**PROVIDED DATA:**
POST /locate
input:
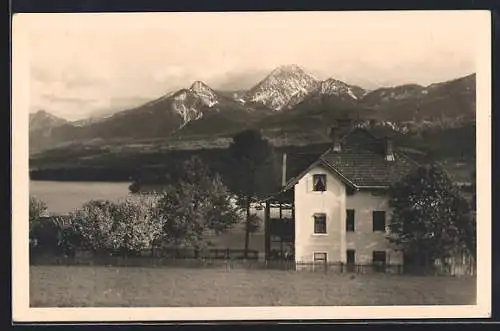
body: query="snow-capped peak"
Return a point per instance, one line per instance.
(333, 87)
(204, 92)
(281, 85)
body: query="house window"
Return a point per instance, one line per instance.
(320, 257)
(379, 260)
(319, 223)
(319, 182)
(349, 220)
(351, 257)
(379, 221)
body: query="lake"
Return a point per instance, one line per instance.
(63, 197)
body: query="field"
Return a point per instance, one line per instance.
(85, 286)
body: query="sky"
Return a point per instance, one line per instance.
(83, 64)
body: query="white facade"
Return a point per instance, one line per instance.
(333, 203)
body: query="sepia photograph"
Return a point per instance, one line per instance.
(251, 165)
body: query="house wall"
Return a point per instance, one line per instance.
(330, 202)
(333, 203)
(364, 240)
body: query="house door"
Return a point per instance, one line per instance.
(351, 259)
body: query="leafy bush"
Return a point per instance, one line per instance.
(430, 219)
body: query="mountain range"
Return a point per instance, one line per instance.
(288, 100)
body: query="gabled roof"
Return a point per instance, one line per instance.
(361, 162)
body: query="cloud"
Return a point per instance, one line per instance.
(97, 58)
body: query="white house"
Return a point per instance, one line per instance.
(341, 210)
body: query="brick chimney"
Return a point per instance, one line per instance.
(335, 137)
(389, 153)
(283, 172)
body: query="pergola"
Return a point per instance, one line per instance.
(279, 226)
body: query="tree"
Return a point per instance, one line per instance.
(129, 226)
(37, 209)
(252, 172)
(430, 219)
(93, 223)
(196, 203)
(136, 225)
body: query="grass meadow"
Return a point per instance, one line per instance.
(99, 286)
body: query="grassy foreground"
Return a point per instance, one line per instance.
(85, 286)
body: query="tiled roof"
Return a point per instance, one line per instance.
(362, 163)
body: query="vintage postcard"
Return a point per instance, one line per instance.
(251, 166)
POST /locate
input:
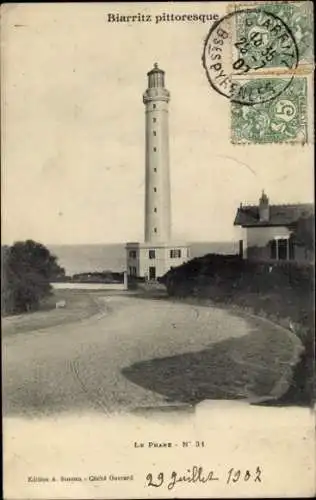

**WORK INSTRUCTIONS:** Please transcribe the material above exactly as written. Leave the pictures out.

**RESPONSE:**
POST /locate
input:
body: query="snow-capped peak"
Return a point per instance, one line per instance.
(333, 87)
(204, 92)
(281, 85)
body: query="house window"
Return a point per instance, one line per instance.
(320, 257)
(379, 260)
(319, 223)
(319, 182)
(349, 220)
(351, 257)
(379, 221)
body: query="lake"
Return a point per instance, one line per instance.
(63, 197)
body: query="field"
Return a point per instance, one line per instance.
(85, 286)
body: query="sky"
Return a point per instance, one line per instance.
(83, 64)
body: query="white facade"
Return a point per instance, one line per instance.
(333, 203)
body: query="sepia photograph"
Return a point per instance, one line per instance.
(251, 165)
body: query="house wall"
Return a point per instance, one line per instance.
(330, 202)
(333, 203)
(364, 240)
body: query="house door"
Return a point per instance, one line per instance.
(351, 259)
body: query="leafy bush"
Return a point per instance, one line per instance.
(430, 219)
body: query="mountain range"
Return a point per instance, one line per instance.
(288, 100)
body: query="gabled roof"
Return a point per instance, one line per instance.
(361, 162)
body: query="cloud"
Return a point per instance, one line per instance.
(97, 58)
body: query="white house"
Return a point per instance, one line per instance.
(341, 210)
body: query="brick chimney"
Return a point per instance, one line per instance.
(335, 137)
(389, 153)
(283, 172)
body: query="pergola"
Return a point per instance, one line per instance.
(279, 226)
body: query="tree"
Return a point per instance, one line per instance.
(129, 226)
(37, 209)
(252, 172)
(430, 219)
(93, 223)
(196, 203)
(136, 225)
body: query="grass meadow"
Return a point per instance, one line per instance.
(99, 286)
body: query="grassy foreground"
Return a point per instance, one line per instance.
(85, 286)
body: query="tiled roof"
Return a point per instance, one line per instance.
(362, 163)
body: query="vintage postcard"
Return a point per instance, one line per instance.
(251, 166)
POST /locate
input:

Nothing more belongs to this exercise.